先日、新聞やテレビで、日本の子供のしつけが先進国で最低である旨報道されていました。子を持つ親の一人としてショックを受けました。そうかなあと思いつついろいろ考えさせられましたが、思い当たる節もちょっとありましたねえ。まず、人の子のことを云々する前に、自分が子供だった頃のことを思い出してみました。今思えば結構生意気なガキでしたよ。いくつか大人と喧嘩したことを覚えています。

 私は自宅から電車に乗って小学校に通っていました。かなり負けず嫌いの性格も災いしたと思うのですが.........。あれは小学校高学年の時だったと思います。家から当時の国電、今で云うJR線の駅までバスに約10分くらい乗ります。その駅はバスの終点なので、乗客の全員が降ります。ある日、私が降りようとしてステップの前に来たときに、後ろから中年サラリーマン風の男の人に押しのけられました。その人が私を押しのけて先に降りようとしたので、負けず嫌いの私は更にその男の前に強引に入り込み、先にステップの階段を下りました。「ざまあ見ろ!」と心の中で呟きながら、後ろも見ずに走りだそうとしたところ、私は何かに足をとられ危うく前に転びそうになりました。振り返って見ると、なんとその男が傘の柄で私の足を引っかけたのです。当然私はカーッとなり、「何するんだよう!」と大声を上げていました。相手が第一声発した言葉はよく覚えていないのですが(何せ30年以上前のことです)、自分の方が先に降りるはずなのが、私が割り込んで先に降りたと云うのが向こうの言い分です。冗談じゃありません。人を押しのけて向こうが先に降りようとしたんです。中年サラリーマンVS小学生の口喧嘩が始まりました。こちらは悪くないと思っているので強気です。いろいろ言い合いをしましたが、最後の部分だけ鮮明に覚えています。中年サラリーマン:「それが目上の人間に対する言葉か?!」小学生:「何が目上だ! ただ年が上だってだけじゃないか!」中年サラリーマン:「年上のことを目上って云うんだ、もっと勉強しろ!」小学生:「年上だから目上ってわけじゃないんだ! 尊敬できて初めて目上って云うんだ!」すぐそばに交番があります。私が「じゃあお巡りさんのところに行って、どっちが悪いか聞いてみようよ!」と云うと、その中年サラリーマンはそそくさと走って逃げていきました。この勝負、今でも私の勝ちだと確信しています。

* 設問
A. 口喧嘩の思い出の文章について、次の問いに答えてください。
(i) 筆者は小学校へどのような交通手段で通っていたか。
(ii) 筆者は家から駅までバスに約何分乗っていたか。
(iii) 男の人は何を使って筆者の足を引っかけたか。
B. 口喧嘩の思い出の文章を二文で要約してください。
C. 口喧嘩の思い出の文章を、最後の文に続けて書き継いでください。
次のデータは解答には使用しません。

(参照表現データ)

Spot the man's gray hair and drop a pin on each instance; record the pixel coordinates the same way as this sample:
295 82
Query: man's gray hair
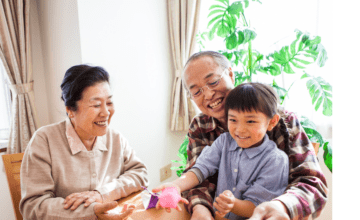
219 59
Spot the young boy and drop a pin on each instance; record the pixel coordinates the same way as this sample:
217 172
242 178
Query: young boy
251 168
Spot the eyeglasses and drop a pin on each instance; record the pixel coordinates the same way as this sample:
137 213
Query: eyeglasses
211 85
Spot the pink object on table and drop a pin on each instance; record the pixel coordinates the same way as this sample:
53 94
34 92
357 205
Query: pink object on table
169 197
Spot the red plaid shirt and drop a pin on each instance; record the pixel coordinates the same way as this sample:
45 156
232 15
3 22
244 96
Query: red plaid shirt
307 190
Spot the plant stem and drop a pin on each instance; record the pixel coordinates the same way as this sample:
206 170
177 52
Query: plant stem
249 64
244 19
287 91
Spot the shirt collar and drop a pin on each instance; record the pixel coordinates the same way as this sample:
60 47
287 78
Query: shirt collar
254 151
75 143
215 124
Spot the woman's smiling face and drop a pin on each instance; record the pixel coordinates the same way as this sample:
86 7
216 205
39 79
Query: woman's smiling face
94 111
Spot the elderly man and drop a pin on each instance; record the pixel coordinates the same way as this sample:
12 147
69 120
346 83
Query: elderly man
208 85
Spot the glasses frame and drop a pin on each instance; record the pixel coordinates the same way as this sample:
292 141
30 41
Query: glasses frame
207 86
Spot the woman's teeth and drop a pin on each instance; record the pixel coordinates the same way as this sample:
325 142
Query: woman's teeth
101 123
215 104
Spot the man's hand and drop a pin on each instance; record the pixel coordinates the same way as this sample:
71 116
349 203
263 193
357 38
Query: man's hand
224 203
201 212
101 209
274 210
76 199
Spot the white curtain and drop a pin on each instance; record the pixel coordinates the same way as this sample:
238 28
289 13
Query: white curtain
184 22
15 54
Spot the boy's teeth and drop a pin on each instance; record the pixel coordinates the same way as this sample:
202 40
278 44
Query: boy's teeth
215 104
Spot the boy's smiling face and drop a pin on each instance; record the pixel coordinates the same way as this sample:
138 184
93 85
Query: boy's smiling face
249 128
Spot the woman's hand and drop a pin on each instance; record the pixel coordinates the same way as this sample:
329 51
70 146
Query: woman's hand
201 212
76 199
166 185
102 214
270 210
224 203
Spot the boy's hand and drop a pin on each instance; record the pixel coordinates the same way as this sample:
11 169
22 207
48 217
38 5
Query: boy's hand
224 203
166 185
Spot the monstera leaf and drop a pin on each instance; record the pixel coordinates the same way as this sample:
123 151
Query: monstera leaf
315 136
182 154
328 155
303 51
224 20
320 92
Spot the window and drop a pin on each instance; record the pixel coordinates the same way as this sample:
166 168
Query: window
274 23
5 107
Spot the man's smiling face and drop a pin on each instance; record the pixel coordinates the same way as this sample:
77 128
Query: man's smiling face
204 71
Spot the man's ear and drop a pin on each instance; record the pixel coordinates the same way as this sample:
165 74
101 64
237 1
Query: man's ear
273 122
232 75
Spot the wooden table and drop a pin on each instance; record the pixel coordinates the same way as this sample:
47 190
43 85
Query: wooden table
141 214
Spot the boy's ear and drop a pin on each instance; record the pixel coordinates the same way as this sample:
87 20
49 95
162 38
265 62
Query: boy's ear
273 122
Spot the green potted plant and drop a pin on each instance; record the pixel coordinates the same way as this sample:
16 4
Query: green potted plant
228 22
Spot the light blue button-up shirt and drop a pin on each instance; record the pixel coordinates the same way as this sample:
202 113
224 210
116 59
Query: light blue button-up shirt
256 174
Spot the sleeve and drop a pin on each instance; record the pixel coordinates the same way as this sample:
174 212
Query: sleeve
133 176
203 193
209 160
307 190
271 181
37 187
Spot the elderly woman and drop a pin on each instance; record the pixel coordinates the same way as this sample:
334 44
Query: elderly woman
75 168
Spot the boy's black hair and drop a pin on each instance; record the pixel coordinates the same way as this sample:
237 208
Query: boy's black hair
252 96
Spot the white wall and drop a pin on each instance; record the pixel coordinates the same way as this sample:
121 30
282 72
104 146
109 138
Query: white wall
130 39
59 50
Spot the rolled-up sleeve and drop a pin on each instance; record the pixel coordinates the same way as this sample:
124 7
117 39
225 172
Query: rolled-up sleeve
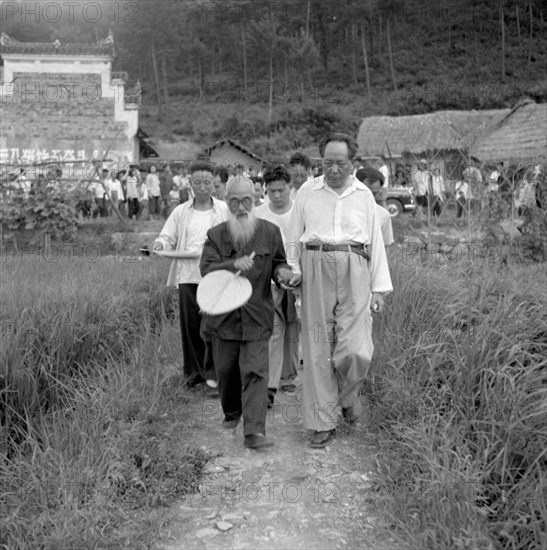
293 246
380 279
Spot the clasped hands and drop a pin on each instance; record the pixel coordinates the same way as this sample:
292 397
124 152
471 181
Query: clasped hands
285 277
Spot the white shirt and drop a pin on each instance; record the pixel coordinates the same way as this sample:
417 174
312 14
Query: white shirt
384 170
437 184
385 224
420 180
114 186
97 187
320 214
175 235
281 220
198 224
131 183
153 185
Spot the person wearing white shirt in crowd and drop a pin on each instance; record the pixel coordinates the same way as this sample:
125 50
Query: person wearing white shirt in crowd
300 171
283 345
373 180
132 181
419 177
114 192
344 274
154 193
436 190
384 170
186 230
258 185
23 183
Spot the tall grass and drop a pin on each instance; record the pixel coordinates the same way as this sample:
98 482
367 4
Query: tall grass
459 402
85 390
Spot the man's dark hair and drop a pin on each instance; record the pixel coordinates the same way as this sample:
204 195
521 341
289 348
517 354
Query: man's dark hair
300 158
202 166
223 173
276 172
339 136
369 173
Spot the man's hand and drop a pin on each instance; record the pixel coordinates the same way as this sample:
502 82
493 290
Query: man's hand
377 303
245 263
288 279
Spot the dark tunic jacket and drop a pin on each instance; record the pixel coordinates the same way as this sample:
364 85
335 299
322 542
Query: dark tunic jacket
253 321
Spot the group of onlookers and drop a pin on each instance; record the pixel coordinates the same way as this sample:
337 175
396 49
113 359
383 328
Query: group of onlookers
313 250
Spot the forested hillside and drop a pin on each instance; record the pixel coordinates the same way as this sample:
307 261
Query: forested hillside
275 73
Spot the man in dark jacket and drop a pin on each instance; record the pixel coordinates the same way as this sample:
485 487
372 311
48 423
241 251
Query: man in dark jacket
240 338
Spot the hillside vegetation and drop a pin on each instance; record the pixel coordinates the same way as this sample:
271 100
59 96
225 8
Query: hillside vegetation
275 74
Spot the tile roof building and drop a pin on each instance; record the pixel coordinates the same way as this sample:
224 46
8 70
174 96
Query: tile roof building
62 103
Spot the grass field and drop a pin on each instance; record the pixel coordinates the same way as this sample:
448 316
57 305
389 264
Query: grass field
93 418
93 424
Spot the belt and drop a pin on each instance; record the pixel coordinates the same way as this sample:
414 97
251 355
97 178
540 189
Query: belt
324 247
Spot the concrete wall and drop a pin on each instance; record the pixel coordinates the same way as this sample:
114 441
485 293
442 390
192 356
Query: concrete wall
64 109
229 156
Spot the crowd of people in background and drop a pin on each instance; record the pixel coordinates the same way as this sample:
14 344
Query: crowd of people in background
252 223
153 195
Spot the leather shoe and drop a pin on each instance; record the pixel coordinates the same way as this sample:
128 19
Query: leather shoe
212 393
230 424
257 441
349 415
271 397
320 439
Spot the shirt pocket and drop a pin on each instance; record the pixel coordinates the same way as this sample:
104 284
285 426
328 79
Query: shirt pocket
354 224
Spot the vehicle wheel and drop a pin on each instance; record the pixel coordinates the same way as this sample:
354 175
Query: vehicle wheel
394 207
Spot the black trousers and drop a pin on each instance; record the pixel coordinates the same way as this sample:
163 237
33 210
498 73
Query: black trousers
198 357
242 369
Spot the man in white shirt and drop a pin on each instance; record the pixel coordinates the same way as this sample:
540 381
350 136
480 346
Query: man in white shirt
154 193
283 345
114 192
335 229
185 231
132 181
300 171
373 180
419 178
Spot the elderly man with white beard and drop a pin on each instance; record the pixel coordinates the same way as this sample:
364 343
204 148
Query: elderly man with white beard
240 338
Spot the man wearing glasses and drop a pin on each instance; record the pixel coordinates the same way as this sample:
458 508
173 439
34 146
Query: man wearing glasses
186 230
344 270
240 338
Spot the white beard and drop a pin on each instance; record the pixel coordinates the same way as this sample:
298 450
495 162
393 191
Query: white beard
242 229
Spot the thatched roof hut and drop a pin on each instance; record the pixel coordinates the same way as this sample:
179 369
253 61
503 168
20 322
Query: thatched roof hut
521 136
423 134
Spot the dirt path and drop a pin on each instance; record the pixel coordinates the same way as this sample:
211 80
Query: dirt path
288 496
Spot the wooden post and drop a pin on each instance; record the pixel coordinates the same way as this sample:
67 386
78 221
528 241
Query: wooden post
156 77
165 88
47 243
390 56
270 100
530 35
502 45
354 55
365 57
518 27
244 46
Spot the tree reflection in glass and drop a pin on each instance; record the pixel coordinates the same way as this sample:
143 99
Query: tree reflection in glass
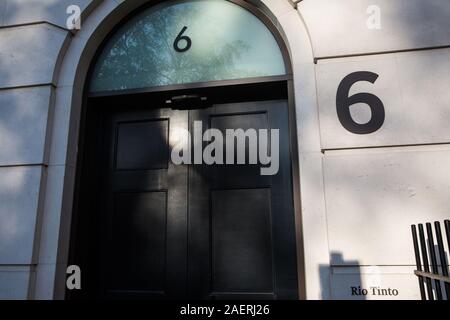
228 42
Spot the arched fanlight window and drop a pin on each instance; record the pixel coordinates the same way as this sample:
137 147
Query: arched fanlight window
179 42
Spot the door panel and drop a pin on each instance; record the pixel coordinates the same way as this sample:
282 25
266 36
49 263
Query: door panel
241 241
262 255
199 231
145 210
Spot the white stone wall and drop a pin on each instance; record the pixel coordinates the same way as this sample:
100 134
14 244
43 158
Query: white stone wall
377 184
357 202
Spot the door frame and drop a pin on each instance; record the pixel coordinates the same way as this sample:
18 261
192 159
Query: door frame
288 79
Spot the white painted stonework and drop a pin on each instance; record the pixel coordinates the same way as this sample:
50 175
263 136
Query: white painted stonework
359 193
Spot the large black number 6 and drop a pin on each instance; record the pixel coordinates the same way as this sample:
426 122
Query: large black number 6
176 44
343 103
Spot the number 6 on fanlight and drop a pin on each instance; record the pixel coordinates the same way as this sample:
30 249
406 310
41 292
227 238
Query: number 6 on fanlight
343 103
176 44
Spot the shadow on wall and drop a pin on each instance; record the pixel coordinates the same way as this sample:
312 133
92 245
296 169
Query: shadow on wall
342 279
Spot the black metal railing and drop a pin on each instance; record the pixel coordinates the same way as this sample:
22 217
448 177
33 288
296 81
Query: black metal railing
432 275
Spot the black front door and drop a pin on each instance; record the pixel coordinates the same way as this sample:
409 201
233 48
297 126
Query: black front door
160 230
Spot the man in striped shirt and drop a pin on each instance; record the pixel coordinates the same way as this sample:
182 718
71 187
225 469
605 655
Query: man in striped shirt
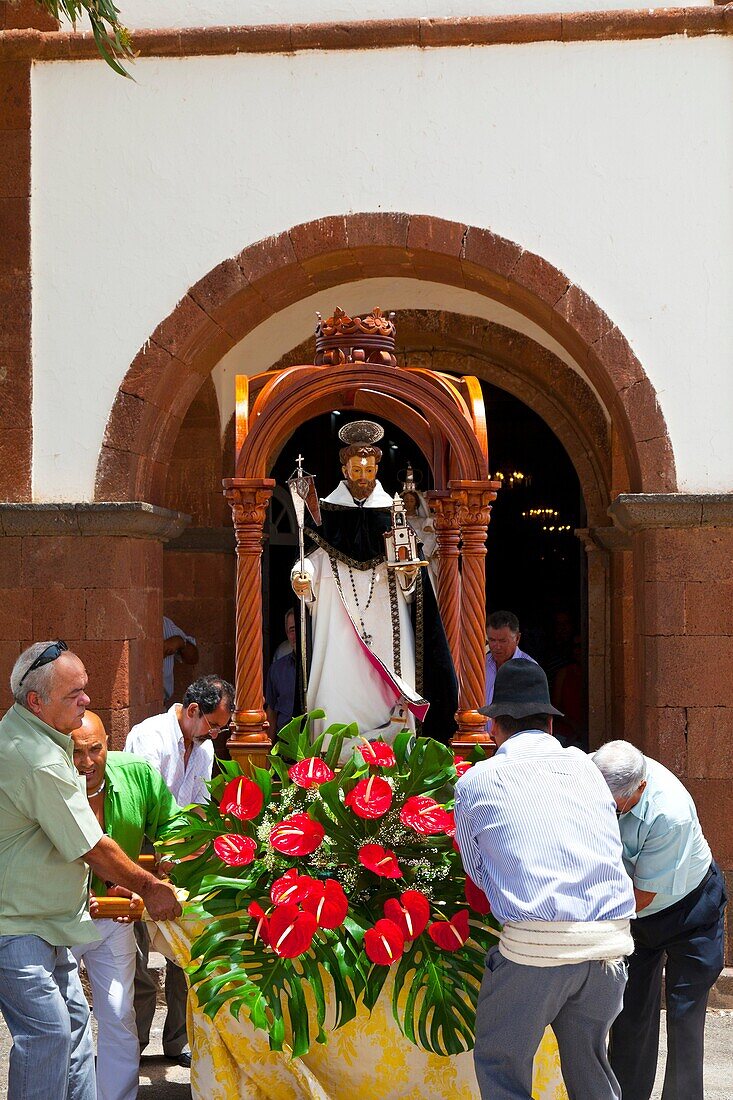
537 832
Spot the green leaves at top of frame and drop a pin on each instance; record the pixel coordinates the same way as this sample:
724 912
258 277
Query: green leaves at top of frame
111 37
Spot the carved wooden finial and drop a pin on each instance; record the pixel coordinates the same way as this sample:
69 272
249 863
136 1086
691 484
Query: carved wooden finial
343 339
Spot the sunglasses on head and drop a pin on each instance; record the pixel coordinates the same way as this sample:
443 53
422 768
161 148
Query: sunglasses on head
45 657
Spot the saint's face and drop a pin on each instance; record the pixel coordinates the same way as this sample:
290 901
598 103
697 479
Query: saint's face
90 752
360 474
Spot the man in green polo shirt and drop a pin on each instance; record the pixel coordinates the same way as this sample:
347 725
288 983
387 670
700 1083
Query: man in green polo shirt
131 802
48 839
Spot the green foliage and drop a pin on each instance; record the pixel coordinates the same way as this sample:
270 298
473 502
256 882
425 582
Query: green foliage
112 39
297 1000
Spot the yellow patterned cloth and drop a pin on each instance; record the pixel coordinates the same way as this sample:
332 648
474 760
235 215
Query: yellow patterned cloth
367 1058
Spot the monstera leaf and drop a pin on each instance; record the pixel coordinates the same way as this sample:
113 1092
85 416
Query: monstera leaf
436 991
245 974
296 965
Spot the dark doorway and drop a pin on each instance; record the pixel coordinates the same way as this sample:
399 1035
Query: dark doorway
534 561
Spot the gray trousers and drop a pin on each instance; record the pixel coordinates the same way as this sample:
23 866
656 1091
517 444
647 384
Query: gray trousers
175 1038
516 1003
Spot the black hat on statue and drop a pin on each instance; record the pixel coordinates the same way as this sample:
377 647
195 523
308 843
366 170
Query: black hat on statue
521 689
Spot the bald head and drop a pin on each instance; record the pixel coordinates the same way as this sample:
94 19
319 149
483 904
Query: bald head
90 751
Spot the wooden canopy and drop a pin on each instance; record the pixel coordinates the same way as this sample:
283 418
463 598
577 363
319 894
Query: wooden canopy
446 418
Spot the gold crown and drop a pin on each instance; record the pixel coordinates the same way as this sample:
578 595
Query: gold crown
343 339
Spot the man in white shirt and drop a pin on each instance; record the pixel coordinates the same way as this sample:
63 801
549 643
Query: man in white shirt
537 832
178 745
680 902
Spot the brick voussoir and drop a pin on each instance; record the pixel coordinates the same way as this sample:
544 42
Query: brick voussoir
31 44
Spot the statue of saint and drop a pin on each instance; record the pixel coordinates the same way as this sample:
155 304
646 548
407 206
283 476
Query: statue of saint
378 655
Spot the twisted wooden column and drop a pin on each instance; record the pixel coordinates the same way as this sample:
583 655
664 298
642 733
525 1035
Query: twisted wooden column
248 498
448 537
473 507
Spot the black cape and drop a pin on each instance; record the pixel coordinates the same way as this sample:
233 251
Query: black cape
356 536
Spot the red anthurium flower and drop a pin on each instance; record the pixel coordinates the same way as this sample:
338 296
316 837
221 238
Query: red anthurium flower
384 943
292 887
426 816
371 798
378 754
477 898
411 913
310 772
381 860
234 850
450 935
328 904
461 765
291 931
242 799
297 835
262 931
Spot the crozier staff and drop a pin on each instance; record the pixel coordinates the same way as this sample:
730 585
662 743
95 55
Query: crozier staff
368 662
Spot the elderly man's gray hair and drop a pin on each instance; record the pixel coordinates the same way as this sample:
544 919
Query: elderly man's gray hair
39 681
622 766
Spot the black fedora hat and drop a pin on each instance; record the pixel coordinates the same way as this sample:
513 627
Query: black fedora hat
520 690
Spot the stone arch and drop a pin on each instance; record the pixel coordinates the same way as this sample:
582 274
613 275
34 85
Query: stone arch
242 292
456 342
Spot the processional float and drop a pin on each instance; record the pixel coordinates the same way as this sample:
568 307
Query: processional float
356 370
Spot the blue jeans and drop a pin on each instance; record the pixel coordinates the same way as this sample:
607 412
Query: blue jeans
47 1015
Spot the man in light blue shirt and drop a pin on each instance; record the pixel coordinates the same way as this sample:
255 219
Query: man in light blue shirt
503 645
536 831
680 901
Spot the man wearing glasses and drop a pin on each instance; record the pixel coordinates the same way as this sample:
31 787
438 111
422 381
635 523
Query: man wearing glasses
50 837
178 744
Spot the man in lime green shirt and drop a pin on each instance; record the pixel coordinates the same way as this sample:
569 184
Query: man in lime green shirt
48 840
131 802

* 解答
A.
(i) 自宅から電車に乗って通っていた。
(ii) 約10分。
(iii) 傘の柄。

B. 日本の子供のしつけが先進国で最低だという報道に筆者はショックを受け、自分が生意気な子供だった頃を思い出す。小学校高学年の時、筆者はバスを降りる際に押しのけてきた中年サラリーマンと口喧嘩になり、交番で聞こうと言うと相手は走って逃げていった。

C.
 もう一つ私が勝った電車の中での喧嘩のお話。やはり相手は男の中年サラリーマン。私の乗る電車は私の通学時間がラッシュアワーのピークになります。ランドセルを背負って両足を上げても下に落ちません。各駅でドアの近くにいる人は一度ホームに降りて、後ろにいる人が降りてからもう1回後ろ向きに乗り込みます。時に駅員さんが押し込んでくれます。途中駅で一度ホームへ降りた私がもう1度乗り込もうとすると、私の後ろの人が押し返してきて、私を乗せまいとします。ドアが閉まる直前、私は勢いをつけて強引に入り込みました。ドアが閉まってから後ろの中年サラリーマンとバトル開始です。中年サラリーマン:「すごい乗り方だね!」小学生:「自分が窓際に行きたいために他人を押し返す人がいるからしょうがないんですよ!」中年サラリーマン:「.................。」返す言葉が無いようです。当然です。小学校のガキに図星を突かれたわけですから。この勝負、第1ラウンドで小学生のKO勝ちです。

 まあ私の性格を露呈するようなことを書きましたが、自分に非がないと確信していますので、強いはずです。しかし今思えば、私の対戦相手はどの様に私を見ていたのでしょうね。やはりしつけがなってないと思ったのでしょうか? よく親の顔を見たいなどと云いますが、この2件については私は今でも両親の顔を見ていただいて結構という自信に満ちています。それでは次は他人の子供編です。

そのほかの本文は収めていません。